Magic mushrooms and mental health: could psychedelic drugs treat depression?

Neuropsychopharmacologist Prof David Nutt explains how psychedelic drugs could have a therapeutic effect on mental illness.

Published: June 8, 2020 at 3:53 pm

For the past decade, Prof David Nutt, the Edmond J Safra Professor of Neuropsychopharmacology at Imperial College London, has been investigating the therapeutic potential of psychedelic drugs.

He spoke to Jason Goodyer about his pioneering work on using psilocybin to treat depression and the effect that psychedelics have on other mental disorders.

Your work is centred on psychedelic drugs. What does the term ‘psychedelic’ actually mean?

Psychedelics was a term developed back in the 1950s by people like Aldous Huxley [the author of The Doors Of Perception]. Psychedelic means mind-manifesting.

Typically, we talk about psychedelic drugs as drugs that produce altered states of perception and consciousness, such as magic mushrooms, LSD, mescaline, peyote, DMT, ayahuasca. It turns out they all work on a particular receptor in the brain called the serotonin 5HT2A receptor.

▶ Natural language descriptions of regions:
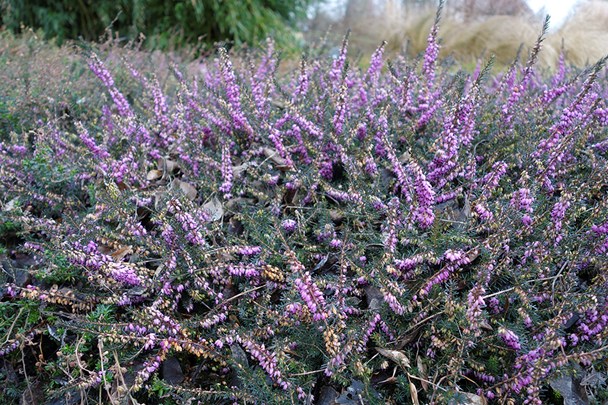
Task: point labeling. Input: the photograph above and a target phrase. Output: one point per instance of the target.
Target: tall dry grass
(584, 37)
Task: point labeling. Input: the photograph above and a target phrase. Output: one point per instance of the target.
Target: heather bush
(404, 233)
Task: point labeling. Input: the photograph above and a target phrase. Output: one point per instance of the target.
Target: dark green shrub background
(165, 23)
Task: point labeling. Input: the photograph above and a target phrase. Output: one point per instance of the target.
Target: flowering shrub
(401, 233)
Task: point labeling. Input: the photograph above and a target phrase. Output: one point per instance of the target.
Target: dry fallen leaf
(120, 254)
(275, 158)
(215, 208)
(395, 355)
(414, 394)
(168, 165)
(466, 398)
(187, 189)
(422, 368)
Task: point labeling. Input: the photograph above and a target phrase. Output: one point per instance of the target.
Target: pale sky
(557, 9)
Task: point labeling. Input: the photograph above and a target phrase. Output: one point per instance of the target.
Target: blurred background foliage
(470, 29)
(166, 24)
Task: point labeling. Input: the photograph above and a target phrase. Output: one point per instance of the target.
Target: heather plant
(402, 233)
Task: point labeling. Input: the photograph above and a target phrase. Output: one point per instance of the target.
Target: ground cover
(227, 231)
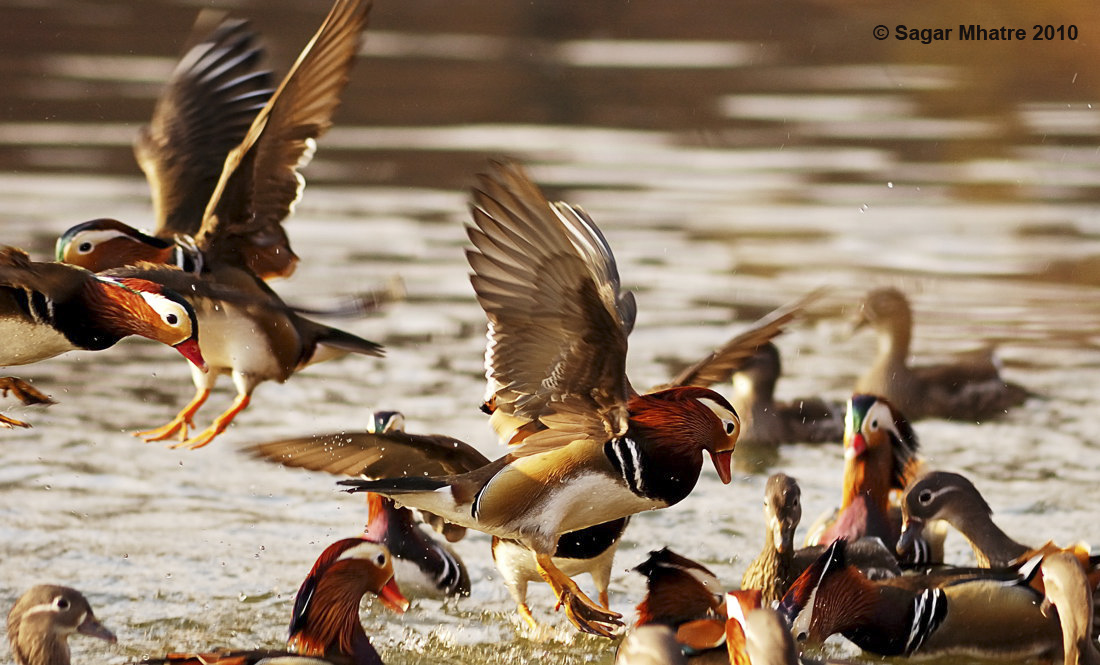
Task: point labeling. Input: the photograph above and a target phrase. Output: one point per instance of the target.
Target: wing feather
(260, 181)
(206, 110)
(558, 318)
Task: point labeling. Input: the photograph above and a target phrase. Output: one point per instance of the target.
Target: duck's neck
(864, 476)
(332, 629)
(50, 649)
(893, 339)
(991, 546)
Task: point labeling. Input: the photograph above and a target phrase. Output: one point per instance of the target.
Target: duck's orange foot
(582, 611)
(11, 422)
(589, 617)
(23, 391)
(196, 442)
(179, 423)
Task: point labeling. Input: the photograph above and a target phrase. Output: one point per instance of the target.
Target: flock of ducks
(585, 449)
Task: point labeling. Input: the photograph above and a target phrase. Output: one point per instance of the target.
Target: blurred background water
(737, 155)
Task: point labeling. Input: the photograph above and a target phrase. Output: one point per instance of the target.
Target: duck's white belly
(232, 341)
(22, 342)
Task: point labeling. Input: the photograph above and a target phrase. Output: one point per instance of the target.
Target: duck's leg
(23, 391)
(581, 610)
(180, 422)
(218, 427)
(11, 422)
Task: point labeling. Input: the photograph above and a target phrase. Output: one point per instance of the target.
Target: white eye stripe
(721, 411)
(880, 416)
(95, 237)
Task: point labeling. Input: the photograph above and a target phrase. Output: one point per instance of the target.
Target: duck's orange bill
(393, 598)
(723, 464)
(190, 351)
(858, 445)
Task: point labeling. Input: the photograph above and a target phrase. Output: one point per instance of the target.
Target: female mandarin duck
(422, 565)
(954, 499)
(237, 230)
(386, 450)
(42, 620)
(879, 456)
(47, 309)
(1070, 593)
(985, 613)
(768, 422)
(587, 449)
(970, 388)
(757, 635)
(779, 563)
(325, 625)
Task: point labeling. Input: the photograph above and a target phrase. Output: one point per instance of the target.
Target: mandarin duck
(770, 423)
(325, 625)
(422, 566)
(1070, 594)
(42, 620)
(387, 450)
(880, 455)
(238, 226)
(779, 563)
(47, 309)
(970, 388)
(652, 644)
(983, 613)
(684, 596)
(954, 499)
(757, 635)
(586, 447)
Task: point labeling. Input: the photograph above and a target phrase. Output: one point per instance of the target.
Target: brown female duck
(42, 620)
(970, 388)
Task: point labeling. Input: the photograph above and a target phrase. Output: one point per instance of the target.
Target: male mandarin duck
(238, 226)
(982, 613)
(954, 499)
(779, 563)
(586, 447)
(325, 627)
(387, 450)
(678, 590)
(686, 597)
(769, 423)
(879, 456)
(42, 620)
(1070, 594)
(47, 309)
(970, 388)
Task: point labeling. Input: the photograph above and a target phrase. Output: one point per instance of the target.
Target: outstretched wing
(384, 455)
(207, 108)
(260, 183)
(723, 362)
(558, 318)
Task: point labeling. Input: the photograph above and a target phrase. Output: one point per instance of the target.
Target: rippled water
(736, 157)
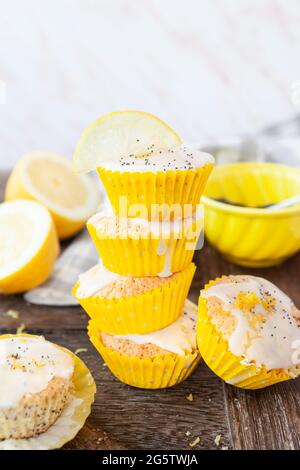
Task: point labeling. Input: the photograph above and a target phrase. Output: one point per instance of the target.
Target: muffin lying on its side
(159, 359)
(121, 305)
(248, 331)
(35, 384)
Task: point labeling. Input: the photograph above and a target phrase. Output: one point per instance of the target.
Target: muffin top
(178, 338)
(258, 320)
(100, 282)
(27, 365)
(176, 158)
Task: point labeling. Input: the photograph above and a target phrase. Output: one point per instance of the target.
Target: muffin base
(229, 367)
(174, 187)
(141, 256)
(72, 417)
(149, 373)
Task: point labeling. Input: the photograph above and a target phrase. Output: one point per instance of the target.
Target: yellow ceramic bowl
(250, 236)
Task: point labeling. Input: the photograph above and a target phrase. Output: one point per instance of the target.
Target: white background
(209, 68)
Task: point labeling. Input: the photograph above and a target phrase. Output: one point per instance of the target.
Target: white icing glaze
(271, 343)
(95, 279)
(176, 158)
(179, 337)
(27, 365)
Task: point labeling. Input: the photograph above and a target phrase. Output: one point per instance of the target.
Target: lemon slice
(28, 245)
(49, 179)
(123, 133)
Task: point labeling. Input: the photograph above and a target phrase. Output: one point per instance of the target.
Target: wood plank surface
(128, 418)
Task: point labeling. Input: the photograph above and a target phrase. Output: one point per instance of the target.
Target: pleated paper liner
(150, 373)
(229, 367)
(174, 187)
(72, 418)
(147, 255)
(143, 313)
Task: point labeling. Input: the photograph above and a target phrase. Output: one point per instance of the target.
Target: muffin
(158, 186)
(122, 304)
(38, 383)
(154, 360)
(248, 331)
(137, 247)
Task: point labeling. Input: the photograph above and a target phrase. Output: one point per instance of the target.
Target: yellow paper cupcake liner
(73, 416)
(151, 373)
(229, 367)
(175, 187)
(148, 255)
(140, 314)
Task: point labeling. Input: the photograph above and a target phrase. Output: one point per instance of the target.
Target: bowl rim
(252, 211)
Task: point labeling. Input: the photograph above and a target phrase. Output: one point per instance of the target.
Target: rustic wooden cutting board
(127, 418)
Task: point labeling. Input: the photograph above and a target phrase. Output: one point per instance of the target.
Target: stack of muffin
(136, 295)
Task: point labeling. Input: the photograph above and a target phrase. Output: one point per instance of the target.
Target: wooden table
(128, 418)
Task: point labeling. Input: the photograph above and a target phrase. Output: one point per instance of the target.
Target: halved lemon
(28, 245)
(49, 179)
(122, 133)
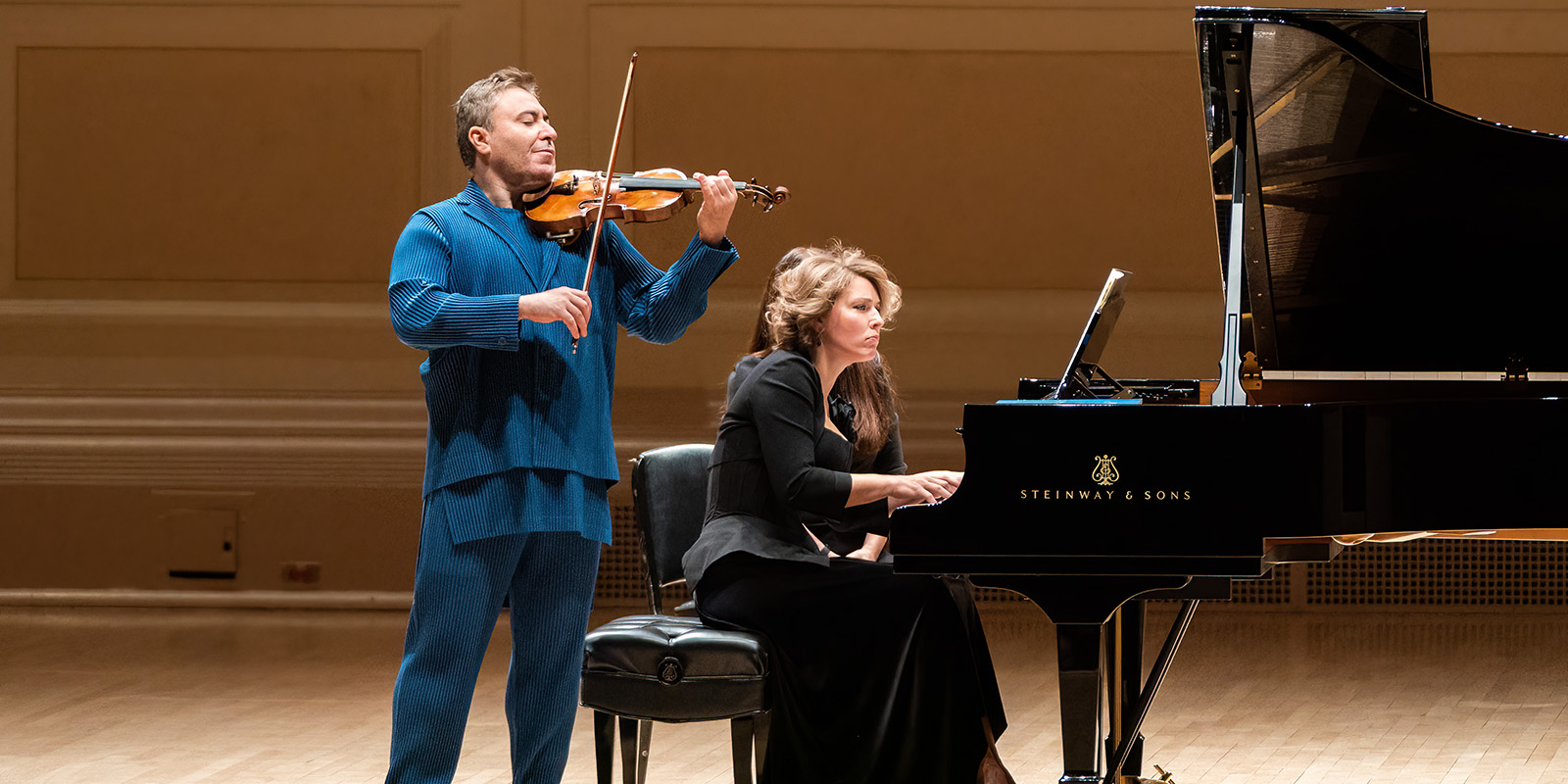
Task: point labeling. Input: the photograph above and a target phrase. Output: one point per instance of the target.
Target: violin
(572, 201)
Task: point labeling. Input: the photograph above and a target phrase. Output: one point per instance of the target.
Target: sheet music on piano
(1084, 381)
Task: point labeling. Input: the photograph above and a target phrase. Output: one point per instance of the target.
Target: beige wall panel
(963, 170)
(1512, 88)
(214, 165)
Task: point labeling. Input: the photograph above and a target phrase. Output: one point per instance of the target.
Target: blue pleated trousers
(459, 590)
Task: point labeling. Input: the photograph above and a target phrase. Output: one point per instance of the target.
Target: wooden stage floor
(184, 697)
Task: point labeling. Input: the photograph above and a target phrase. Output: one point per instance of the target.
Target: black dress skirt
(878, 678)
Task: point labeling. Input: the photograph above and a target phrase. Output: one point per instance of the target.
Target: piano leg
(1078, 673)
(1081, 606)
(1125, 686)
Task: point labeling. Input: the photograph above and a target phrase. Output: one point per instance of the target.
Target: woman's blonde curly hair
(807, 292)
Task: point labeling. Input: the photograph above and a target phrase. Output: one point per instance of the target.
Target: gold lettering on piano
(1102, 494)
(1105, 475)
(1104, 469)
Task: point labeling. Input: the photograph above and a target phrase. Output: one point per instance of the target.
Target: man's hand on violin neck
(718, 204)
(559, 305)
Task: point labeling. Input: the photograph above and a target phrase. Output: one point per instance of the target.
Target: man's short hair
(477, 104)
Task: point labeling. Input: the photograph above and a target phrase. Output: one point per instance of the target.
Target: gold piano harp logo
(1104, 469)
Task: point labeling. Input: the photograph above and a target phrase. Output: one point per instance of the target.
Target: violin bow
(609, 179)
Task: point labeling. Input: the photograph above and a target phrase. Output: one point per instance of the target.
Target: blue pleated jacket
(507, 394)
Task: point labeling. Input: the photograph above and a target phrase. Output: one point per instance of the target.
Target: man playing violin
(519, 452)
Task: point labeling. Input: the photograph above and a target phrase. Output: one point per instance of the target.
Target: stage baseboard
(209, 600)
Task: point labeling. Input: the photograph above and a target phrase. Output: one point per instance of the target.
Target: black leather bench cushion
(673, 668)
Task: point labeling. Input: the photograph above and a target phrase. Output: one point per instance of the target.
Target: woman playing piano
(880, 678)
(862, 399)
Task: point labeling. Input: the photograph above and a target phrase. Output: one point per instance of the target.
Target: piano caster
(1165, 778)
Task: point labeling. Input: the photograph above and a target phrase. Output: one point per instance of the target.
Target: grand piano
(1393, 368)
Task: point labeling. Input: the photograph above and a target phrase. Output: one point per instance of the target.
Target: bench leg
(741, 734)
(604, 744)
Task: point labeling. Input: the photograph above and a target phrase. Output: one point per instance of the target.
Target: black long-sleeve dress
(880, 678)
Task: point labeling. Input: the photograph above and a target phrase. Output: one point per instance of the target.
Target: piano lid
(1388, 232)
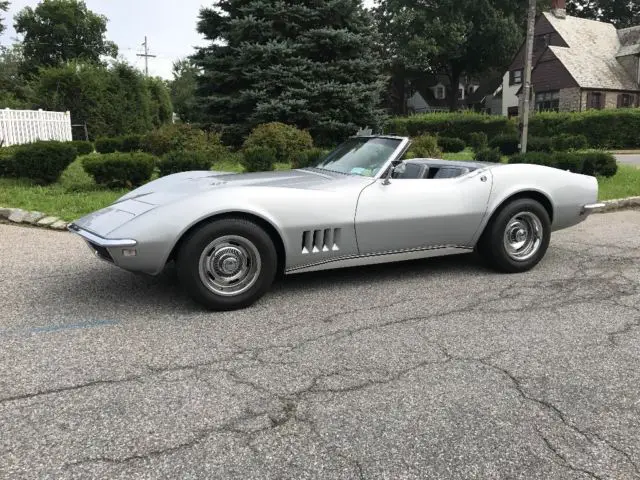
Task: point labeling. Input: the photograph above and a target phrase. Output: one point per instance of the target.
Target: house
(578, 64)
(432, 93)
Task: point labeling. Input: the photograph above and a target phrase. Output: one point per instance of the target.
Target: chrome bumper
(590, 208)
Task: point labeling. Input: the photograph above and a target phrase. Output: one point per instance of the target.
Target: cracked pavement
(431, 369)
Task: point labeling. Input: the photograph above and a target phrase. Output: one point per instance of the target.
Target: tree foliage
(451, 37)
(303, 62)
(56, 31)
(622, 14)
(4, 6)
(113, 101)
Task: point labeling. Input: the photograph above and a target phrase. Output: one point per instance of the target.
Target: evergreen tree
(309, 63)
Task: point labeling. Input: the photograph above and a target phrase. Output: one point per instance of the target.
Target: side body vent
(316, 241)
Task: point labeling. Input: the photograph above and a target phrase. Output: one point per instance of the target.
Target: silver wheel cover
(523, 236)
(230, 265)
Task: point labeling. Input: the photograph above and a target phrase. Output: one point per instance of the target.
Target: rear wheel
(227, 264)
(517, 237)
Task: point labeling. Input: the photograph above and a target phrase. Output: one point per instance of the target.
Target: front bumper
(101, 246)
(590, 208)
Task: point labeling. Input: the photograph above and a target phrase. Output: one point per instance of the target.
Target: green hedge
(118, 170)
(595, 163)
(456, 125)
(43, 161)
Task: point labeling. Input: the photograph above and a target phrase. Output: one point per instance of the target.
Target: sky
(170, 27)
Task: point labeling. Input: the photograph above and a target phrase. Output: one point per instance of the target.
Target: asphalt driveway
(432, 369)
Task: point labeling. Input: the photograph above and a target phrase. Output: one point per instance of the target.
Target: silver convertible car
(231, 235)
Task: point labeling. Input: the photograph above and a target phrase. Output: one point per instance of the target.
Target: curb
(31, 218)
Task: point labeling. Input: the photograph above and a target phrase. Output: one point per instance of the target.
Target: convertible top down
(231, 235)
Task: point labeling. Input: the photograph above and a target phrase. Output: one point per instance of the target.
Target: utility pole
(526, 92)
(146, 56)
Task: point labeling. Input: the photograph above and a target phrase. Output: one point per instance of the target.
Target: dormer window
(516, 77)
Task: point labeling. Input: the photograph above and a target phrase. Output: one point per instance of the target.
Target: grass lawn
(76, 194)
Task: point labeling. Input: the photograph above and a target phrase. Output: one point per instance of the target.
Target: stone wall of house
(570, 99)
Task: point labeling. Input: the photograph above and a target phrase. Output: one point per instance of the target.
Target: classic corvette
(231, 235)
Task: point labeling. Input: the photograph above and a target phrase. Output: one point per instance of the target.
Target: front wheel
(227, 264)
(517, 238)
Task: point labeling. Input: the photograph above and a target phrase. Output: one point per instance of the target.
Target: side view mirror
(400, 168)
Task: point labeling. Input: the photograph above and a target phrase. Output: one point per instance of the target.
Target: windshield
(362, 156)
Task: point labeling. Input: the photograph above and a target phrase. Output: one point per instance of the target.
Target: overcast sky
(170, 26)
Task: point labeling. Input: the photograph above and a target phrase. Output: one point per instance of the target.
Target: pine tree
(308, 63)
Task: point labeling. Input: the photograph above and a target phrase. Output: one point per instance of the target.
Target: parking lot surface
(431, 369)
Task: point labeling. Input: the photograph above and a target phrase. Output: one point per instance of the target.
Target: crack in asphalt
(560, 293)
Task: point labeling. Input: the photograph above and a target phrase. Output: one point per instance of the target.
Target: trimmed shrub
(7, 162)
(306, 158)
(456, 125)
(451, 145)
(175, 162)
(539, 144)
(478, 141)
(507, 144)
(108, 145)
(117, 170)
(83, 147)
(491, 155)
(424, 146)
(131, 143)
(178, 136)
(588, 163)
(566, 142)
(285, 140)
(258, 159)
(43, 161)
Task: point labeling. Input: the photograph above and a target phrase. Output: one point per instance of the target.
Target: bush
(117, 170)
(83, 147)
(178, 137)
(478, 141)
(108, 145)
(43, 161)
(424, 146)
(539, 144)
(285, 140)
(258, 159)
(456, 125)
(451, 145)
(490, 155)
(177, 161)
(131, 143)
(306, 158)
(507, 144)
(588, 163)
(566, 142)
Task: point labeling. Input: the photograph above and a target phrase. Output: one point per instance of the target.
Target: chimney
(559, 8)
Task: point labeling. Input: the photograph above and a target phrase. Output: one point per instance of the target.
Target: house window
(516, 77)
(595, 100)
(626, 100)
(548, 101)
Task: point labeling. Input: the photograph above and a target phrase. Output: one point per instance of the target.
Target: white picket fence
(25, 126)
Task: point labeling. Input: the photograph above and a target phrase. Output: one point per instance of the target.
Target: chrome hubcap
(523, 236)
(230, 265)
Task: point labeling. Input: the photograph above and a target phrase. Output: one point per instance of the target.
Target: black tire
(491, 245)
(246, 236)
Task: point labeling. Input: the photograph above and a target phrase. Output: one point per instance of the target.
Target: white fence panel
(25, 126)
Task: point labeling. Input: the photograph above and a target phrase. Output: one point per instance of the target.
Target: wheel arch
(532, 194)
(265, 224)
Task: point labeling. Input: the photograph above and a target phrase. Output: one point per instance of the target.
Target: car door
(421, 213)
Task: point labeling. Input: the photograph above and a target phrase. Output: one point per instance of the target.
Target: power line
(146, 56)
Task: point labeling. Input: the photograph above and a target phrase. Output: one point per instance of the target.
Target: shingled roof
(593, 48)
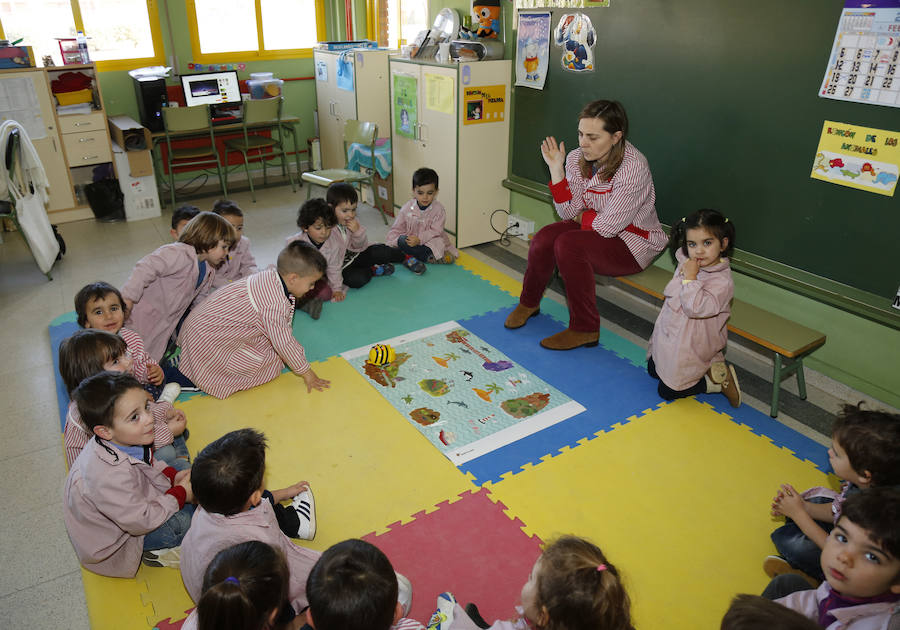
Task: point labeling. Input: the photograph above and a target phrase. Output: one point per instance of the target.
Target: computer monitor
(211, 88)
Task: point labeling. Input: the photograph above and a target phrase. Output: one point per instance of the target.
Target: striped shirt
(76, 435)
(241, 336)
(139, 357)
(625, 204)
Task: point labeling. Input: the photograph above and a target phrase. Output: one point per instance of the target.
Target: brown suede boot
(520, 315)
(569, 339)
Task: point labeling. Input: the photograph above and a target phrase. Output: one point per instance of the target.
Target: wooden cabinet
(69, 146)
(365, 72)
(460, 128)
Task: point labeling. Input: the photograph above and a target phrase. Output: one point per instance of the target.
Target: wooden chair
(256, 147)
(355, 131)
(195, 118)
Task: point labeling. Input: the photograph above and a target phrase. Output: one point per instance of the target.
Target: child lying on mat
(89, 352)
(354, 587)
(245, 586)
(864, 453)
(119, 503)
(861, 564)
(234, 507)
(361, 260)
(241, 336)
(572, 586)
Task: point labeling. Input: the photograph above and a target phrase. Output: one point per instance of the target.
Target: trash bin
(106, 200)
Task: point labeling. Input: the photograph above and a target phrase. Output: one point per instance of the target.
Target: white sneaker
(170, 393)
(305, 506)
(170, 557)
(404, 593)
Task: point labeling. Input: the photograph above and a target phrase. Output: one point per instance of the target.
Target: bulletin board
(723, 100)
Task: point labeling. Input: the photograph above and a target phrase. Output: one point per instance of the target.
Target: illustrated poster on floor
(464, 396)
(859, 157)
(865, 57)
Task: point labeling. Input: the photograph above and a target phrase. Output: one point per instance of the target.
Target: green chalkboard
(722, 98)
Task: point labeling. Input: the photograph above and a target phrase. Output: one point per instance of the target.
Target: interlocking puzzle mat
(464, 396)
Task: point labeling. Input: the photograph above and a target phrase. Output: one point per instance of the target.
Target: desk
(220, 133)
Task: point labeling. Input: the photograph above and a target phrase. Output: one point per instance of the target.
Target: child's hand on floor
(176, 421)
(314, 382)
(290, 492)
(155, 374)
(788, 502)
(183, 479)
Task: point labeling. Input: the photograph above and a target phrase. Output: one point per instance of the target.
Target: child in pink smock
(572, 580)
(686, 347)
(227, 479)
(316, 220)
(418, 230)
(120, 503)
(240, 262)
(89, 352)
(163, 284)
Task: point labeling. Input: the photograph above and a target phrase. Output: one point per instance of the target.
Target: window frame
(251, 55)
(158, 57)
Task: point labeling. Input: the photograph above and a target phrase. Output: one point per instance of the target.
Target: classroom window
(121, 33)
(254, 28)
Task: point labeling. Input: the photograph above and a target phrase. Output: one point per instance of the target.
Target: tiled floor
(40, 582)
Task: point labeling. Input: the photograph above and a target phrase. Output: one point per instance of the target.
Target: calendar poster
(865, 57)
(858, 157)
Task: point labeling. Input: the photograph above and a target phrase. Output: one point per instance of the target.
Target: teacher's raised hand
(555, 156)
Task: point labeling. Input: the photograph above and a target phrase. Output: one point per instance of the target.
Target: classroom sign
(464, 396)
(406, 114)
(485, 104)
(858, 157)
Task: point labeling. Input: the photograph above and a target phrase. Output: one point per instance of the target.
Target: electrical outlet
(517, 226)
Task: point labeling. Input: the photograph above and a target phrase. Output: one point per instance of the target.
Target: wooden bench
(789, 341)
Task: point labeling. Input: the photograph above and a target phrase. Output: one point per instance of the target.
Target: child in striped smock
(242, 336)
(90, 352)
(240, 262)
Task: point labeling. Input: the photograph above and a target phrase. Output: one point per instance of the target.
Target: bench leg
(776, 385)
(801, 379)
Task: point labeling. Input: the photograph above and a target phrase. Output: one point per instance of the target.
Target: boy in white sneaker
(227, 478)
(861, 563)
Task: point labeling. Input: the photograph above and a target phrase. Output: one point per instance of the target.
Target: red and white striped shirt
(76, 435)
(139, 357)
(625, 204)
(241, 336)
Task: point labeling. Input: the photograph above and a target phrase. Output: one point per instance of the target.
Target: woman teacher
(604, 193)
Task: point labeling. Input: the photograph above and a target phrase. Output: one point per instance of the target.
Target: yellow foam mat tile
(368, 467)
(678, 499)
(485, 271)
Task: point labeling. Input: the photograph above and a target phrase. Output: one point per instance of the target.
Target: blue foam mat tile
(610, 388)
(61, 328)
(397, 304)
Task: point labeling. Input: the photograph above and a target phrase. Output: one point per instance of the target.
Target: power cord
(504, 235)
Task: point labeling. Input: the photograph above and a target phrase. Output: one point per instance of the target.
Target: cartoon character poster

▶ PROBLEMS TO WORK ON:
• A. Condense the paragraph of the interview on psychedelic drugs that begins "Typically, we talk about psychedelic drugs" into a short list that keeps its main facts.
• B. Carry the interview on psychedelic drugs forward, starting after its final sentence about the serotonin 5HT2A receptor.
These rows come from a source separate from the interview on psychedelic drugs.

▶ RESULTS BY TASK:
• A.
- Psychedelic drugs produce altered states of perception and consciousness.
- Examples include magic mushrooms, LSD, mescaline, peyote, DMT and ayahuasca.
- All of them act on the same brain receptor, the serotonin 5HT2A receptor.

• B.
What is the role of the serotonin 5HT2A receptor?

The human brain is loaded with them, all in the parts of the brain where you do your thinking and your analysis of yourself. They tie together your consciousness with your other senses. They’re really in that circuit that kind of defines what you are as a human being. When you stimulate those receptors with psychedelics, you change the way the brain processes things.

The brain is an amazing organ; it’s the most efficient computer, 10 times more energy efficient than any computer we’ve yet invented. One of the reasons that the brain is so efficient is that it learns very quickly what to predict. Brains make inferences and we live through those inferences because it’s just so much more efficient.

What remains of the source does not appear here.